● **Saved data entries**:
-- Start --

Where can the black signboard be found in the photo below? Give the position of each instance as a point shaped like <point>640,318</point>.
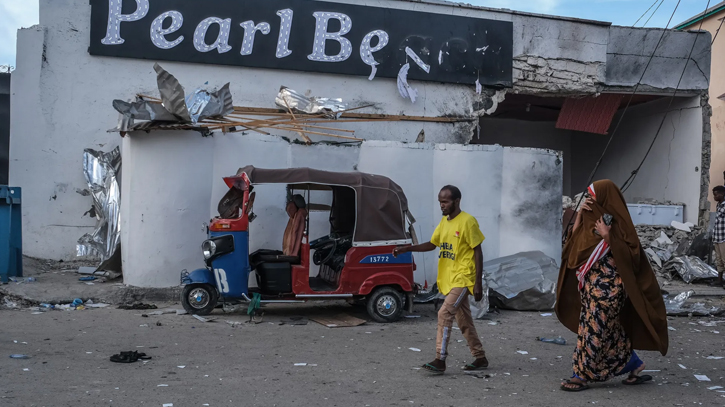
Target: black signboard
<point>305,35</point>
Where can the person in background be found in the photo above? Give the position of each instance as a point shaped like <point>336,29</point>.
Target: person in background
<point>460,274</point>
<point>718,235</point>
<point>608,294</point>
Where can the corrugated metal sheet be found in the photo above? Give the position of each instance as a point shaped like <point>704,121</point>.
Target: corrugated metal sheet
<point>590,114</point>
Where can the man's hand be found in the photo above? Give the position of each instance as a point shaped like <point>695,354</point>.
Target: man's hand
<point>478,291</point>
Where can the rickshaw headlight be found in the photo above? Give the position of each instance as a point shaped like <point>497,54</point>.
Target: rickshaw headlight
<point>208,248</point>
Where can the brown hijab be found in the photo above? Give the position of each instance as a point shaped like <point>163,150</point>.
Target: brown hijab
<point>643,317</point>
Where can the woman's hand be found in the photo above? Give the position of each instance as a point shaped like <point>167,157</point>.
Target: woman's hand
<point>602,229</point>
<point>585,206</point>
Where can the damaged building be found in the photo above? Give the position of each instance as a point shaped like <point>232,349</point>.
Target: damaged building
<point>515,108</point>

-- End --

● **Exercise description**: Copy every item above word for word, but leave out the pictures.

● **Full output**:
Where can the black signboard be found in the photo below? Give the position of each instance as a point shaped like <point>640,318</point>.
Target: black signboard
<point>305,35</point>
Where can the person in background be found in the photo above? Give the position of each instance as a point shaped like <point>336,29</point>.
Target: person in background
<point>460,274</point>
<point>718,235</point>
<point>608,294</point>
Where can the corrugated metal sheet be found in the photo above? Give the position of each instance as a point shaped like <point>704,121</point>.
Target: corrugated metal sheet
<point>590,114</point>
Where can the man's hand be found in the photo above? Give the position of each instance as a point shaped like <point>695,354</point>.
Target: man's hand
<point>478,291</point>
Where can the rickshaw headlight be found in the photo above? Give the position of each instance as a point shaped like <point>497,54</point>.
Target: rickshaw headlight
<point>208,248</point>
Where can the brown hijab be found in the photo above? Give the position of each instance as a point shaped like <point>163,150</point>.
Target: brown hijab
<point>643,317</point>
Where can the woman's hand be found in the photo above? Give the position of each instance as a point shaped like <point>167,157</point>.
Target: woman's hand
<point>602,229</point>
<point>585,206</point>
Where can the damaged building be found in the photo above? Give the position of each instance as a point shaped like <point>232,349</point>.
Target: damaged building
<point>515,108</point>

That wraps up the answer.